[Start Data shown]

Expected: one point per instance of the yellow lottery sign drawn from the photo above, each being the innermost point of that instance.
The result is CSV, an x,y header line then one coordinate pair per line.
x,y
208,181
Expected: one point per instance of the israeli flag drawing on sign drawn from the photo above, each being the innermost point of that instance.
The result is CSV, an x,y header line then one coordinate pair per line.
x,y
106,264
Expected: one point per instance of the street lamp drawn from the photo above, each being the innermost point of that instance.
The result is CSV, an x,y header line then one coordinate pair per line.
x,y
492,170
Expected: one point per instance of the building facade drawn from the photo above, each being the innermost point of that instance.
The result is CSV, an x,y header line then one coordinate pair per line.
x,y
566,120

[End Data shown]
[Start Data shown]

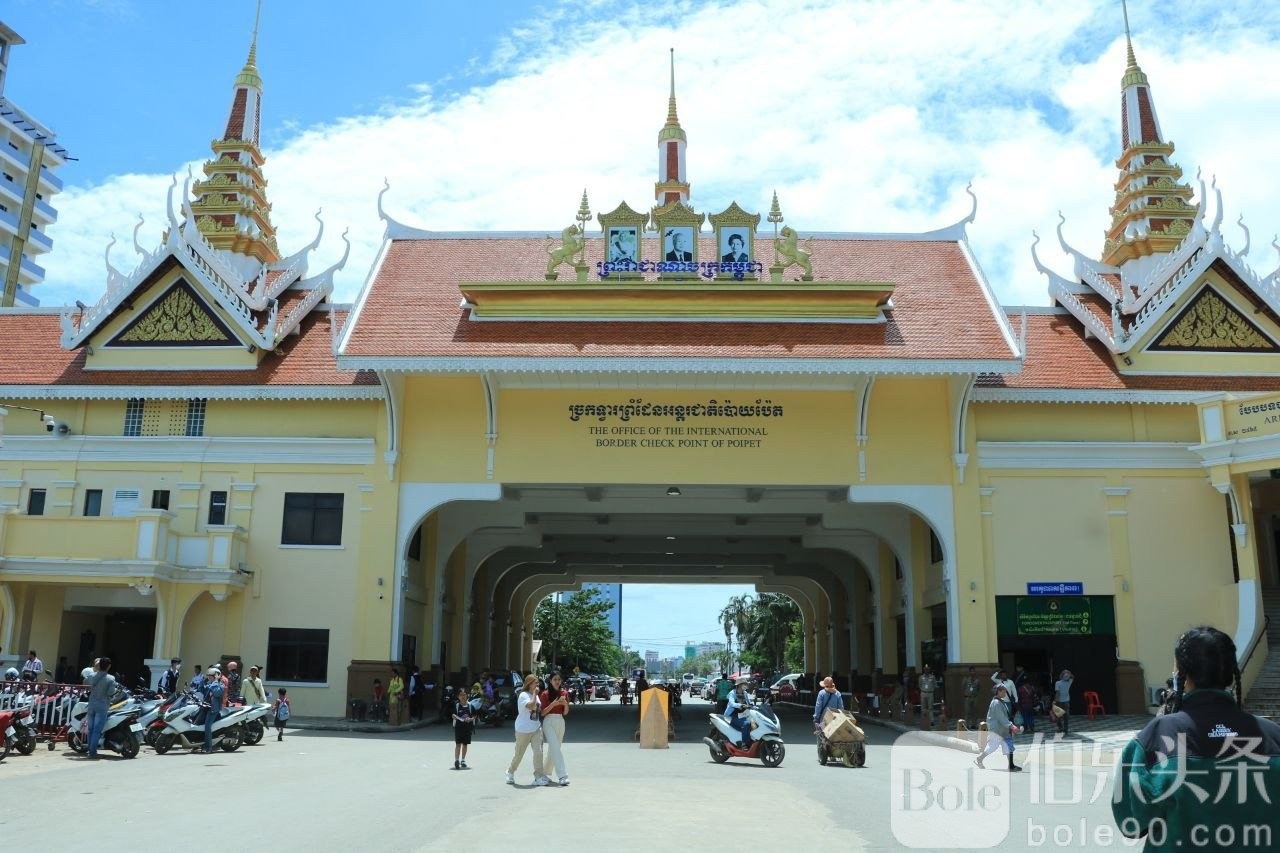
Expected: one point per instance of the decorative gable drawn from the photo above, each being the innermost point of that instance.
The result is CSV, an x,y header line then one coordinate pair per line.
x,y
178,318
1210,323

[End Data shown]

Gather each line of the items above that contains the string "drawn", treating uppercase and lowercase letters as distinct.

Finished task ->
Expected: one point per instance of the yellow lottery sign drawn from the photo above, each being the innermost point of that instance.
Expected: one point per instance of the israeli flag drawing on sign drawn from the photo above, each being the innermost point of that instance.
Expected: one point per instance of the street lamp drawn from the photo above, each being the innermost point of that instance.
Expected: one point per instance of the building facade drawn from the photo above, each being the innermost point of that instance.
Expected: one point per instance of the decorative gable drawn from the photo above, each being the innermost point of that instance.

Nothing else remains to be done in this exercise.